= Article =
START

Ya, BHO spot me 10 points


----------



## Bigjono (Apr 21, 2009)

For us, having 2 different disciplines in one day helps. Not all good 3D shooters are good spot shooters and vice versa so we can set reasonable levels.


----------



## Bow bandit (Apr 21, 2007)

Most good 3D shooters are good spot shooters as well, shooting is shooting! If you can hit an unknown spot at unknown distance you can surley hit a fixed spot at 20.


----------



## Robert Piette (Mar 21, 2012)

Bow bandit said:


> Ya, BHO spot me 10 points


The one exception to the rule, you only get 2 points :mg:


----------



## wanemann (Oct 7, 2010)

when I played with the oly guys with my ru set up on target faces it was a point up game instead. 
example, any yellow was a 10 for me, and any red was a nine, anything outside that was what it was.
same would apply to 3d trad shoots 8 gets 10, 10 is 11 and 5 stays 5. it kept things competitive and fun.

wayne


----------



## Bigjono (Apr 21, 2009)

Bow bandit said:


> Most good 3D shooters are good spot shooters as well, shooting is shooting! If you can hit an unknown spot at unknown distance you can surley hit a fixed spot at 20.


Unless you are comfortable shooting indoors on a crowded line it can get tricky. I don't think being good at 3D guarantees you will be good at 300 rounds.


----------



## FiFi (Dec 4, 2002)

Over the years I have shot in many leagues with all kind of handicap systems, most fail miserably in there intent and ultimately get discontinued. What I have seen is that some work in certain areas based on the level of competitors they have, while one system that may work at HAHA will not at Caledon simply due to scores being shot but mostly due to the score fall off in each division. A place in Port Huron had a nice way, they broke the group up into a few base divisions, trad ( included Recurve), sights and fingers and sights and release, from there they used a different handicap system for each group. They always had great turnout for league night. Another I thought was interesting was that the league had to submit 3 scores for Trad, 3 for sights/fingers and 3 for sights/release, granted it required different setups but they still had good turnouts for it


----------



## Bigjono (Apr 21, 2009)

END

= Data extract =
START

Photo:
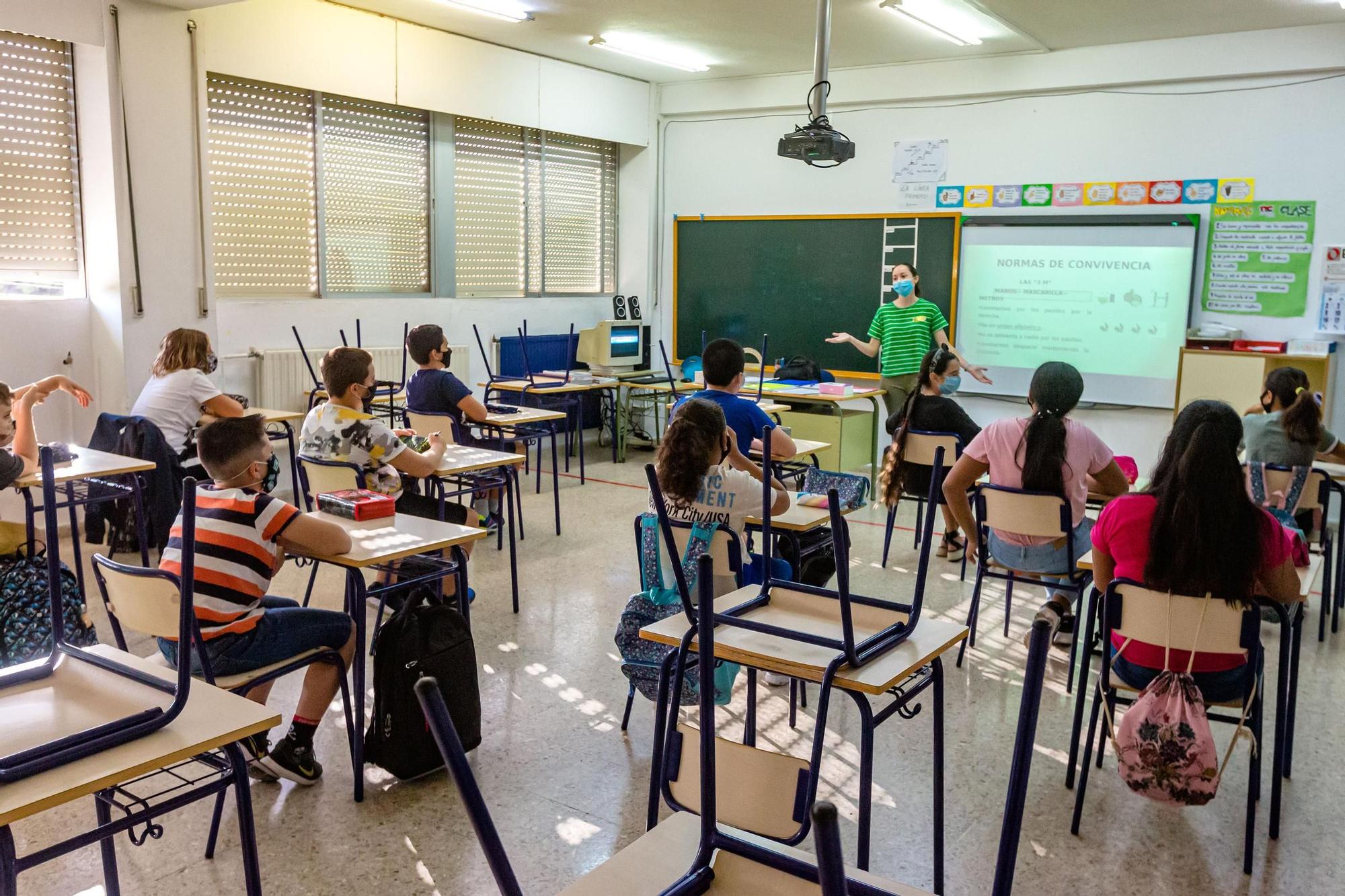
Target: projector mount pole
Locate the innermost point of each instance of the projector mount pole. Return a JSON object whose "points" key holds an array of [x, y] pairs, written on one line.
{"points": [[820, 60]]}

END
START

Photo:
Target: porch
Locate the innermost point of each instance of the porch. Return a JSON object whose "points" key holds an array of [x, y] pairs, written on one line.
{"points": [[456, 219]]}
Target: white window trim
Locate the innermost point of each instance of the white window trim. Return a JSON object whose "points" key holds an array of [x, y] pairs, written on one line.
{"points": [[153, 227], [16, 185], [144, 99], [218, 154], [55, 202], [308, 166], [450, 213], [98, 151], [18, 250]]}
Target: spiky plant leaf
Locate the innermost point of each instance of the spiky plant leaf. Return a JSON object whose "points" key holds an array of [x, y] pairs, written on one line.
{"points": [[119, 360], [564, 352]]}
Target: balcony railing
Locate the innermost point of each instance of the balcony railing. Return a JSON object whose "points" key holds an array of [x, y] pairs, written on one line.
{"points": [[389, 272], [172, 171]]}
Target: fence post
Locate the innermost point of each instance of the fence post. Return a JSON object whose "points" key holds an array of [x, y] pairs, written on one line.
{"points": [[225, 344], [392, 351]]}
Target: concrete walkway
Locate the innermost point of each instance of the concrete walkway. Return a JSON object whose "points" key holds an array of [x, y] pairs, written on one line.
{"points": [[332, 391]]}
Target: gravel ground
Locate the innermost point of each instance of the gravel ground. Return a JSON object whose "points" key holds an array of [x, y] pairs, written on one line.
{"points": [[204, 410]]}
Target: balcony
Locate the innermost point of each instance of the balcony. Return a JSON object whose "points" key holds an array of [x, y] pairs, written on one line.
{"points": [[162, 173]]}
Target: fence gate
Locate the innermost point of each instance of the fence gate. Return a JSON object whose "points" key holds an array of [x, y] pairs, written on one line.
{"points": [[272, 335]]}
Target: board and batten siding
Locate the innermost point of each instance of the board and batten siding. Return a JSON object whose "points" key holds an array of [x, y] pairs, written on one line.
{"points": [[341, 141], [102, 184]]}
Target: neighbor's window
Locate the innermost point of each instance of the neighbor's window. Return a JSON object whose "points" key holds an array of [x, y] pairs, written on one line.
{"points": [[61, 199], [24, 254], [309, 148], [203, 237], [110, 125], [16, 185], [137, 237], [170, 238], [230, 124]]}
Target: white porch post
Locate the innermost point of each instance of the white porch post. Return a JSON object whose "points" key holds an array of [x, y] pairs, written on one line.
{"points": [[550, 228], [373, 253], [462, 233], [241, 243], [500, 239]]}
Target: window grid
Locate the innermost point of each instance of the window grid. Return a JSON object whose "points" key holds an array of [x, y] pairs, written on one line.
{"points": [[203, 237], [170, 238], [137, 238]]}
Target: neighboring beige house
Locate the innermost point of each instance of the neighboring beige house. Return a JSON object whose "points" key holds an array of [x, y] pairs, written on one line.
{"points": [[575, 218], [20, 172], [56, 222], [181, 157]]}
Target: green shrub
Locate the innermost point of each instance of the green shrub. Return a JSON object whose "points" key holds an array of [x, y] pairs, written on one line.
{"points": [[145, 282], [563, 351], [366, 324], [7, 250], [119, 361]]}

END

= Written task A =
In the archery thread, into which base divisions did the place in Port Huron break its group?
= Written task B =
Translate this sentence from the archery thread into Spanish: "I don't think being good at 3D guarantees you will be good at 300 rounds."
= Written task C =
Reproduce the archery thread word for word from "## Bow bandit" to "(Mar 21, 2012)".

= Correct answer A =
Trad (including recurve), sights and fingers, and sights and release.

= Correct answer B =
No creo que ser bueno en 3D garantice que serás bueno en las rondas de 300.

= Correct answer C =
## Bow bandit (Apr 21, 2007)

Most good 3D shooters are good spot shooters as well, shooting is shooting! If you can hit an unknown spot at unknown distance you can surley hit a fixed spot at 20.


----------



## Robert Piette (Mar 21, 2012)